◆ Excerpted text:
Tom Lane <tgl(at)sss(dot)pgh(dot)pa(dot)us> writes:

> Peter Eisentraut <peter_e(at)gmx(dot)net> writes:
> > As I has mentioned earlier, I'm missing a plan to allow 8-byte varlena
> > sizes.

Hm, change VARHDRSZ to 8 and change all the varlena data types to have an
int64 leading field? I suppose it could be done, and it would give us more
bits to play with in the codespace since then we could limit 4-byte headers to
128M or something. But yes, there are tons of places in the code that
currently do arithmetic on sizes using integers -- and often signed integers
at that.

But that's a change to what a *detoasted* datum looks like. My patch mainly
changes what a *toasted* datum looks like. (Admittedly after making more data
fall in that category than previously.) The only change to a detoasted datum
is that the size is stored in network byte order.

> For the moment I think it should be enough to expect that the patch
> allow for more than one format of TOAST pointer, so that if we ever did
> try to support 8-byte varlenas, there'd be a way to represent them
> on-disk. Some of the alternatives that we discussed last year used up
> all of the "prefix space" and wouldn't have allowed expansion in this
> particular direction.

Ah yes, I had intended to include the bit-pattern choice in the list as well.

◆ Exercise A: From the message on varlena sizes, return the portion starting with "But that's a" and going on through "list as well.".
◆ Exercise B: According to the message on varlena sizes, what is the only change the patch makes to a detoasted datum?
◆ Exercise C: Using the message on varlena sizes, explain why the patch should allow for more than one format of TOAST pointer.

◆ Given records:
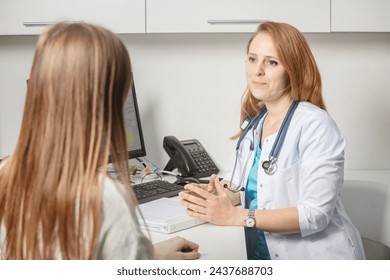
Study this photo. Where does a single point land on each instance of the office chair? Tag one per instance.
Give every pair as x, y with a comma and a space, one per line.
368, 206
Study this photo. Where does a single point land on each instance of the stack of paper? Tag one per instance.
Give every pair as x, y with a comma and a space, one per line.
166, 215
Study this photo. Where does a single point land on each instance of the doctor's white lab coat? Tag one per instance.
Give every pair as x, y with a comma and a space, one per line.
309, 177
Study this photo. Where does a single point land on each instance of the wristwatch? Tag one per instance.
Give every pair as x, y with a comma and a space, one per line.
250, 221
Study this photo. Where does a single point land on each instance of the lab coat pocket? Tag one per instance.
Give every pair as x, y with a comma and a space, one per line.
287, 184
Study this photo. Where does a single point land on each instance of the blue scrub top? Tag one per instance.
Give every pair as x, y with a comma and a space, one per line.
261, 252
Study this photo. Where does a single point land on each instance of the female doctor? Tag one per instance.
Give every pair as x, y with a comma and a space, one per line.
288, 172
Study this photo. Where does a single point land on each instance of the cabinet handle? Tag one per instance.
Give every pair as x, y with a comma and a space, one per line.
38, 23
43, 23
236, 21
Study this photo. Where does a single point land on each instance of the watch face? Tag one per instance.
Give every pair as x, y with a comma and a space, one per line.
250, 222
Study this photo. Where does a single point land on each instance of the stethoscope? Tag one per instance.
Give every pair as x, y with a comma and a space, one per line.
269, 165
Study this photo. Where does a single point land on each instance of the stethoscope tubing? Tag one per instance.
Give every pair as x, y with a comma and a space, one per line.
269, 166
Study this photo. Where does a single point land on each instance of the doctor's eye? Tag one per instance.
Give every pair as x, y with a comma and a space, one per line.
272, 62
251, 58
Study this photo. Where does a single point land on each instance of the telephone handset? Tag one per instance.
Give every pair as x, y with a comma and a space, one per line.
189, 157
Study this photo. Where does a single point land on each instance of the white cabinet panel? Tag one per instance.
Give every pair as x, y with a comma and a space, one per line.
31, 17
360, 16
192, 16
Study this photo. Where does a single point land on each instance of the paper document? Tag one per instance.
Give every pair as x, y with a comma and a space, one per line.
166, 215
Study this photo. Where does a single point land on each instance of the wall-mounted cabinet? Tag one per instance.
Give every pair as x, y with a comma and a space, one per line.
193, 16
360, 16
19, 17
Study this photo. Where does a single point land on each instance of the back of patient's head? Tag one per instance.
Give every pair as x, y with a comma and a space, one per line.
78, 82
50, 187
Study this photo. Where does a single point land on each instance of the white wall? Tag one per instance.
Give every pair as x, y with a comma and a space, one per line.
190, 85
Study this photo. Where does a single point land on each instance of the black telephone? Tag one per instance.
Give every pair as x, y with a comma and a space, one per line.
189, 157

◆ Result A:
But that's a change to what a *detoasted* datum looks like. My patch mainly
changes what a *toasted* datum looks like. (Admittedly after making more data
fall in that category than previously.) The only change to a detoasted datum
is that the size is stored in network byte order.

> For the moment I think it should be enough to expect that the patch
> allow for more than one format of TOAST pointer, so that if we ever did
> try to support 8-byte varlenas, there'd be a way to represent them
> on-disk. Some of the alternatives that we discussed last year used up
> all of the "prefix space" and wouldn't have allowed expansion in this
> particular direction.

Ah yes, I had intended to include the bit-pattern choice in the list as well.

◆ Result B: The size is stored in network byte order.

◆ Result C: It would leave a way to represent 8-byte varlenas on disk if support for them were ever attempted. Some alternatives discussed the year before used up all of the "prefix space" and would not have allowed expansion in that direction.